List every line in the rows below that contains the word "gravel", matching case exactly.

Location identification entries:
▬▬▬

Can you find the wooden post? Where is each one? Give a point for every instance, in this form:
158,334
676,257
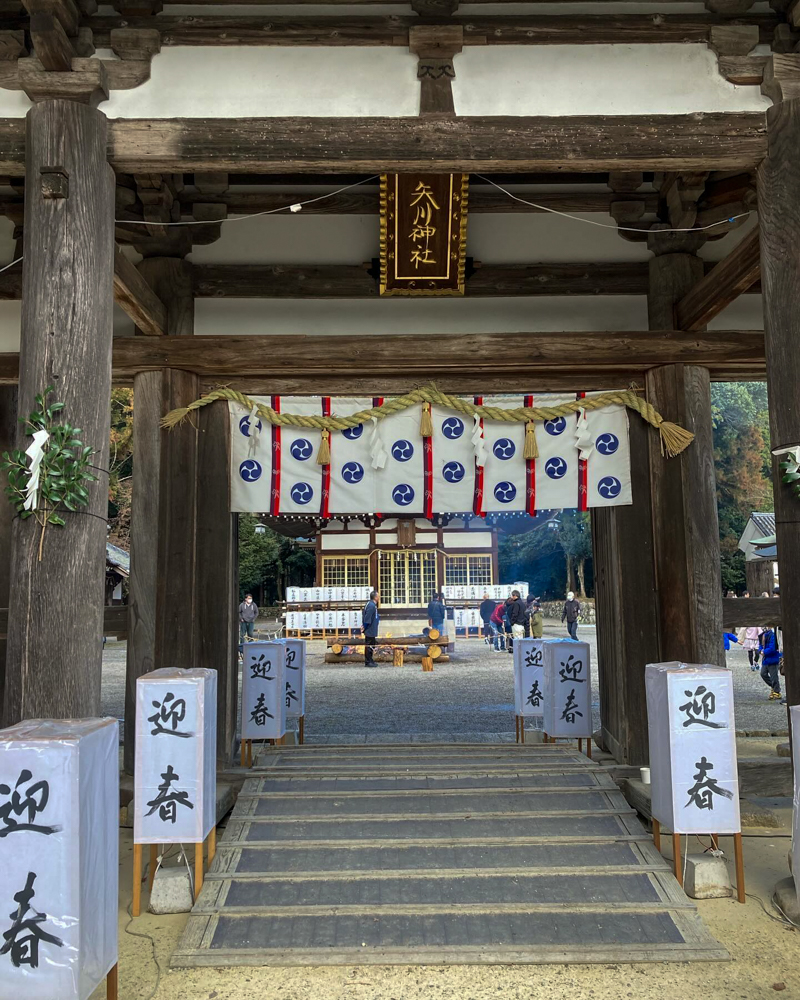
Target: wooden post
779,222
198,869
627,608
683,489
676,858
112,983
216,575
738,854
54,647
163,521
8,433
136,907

▬▬▬

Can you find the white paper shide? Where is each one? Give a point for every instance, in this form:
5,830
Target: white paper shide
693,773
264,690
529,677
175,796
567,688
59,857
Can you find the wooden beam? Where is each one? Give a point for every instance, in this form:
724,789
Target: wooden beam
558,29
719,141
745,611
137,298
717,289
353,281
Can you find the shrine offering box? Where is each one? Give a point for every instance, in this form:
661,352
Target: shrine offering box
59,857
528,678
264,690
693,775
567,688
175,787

▬▬▬

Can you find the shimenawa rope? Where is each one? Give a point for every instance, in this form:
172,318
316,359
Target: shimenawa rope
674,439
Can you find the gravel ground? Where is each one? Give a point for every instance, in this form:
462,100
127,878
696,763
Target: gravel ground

▬▬▬

**Solution for this exercise:**
Can you find the gravel ground? Where is each one? Give a point for every instance, in this form:
Target: gravel ground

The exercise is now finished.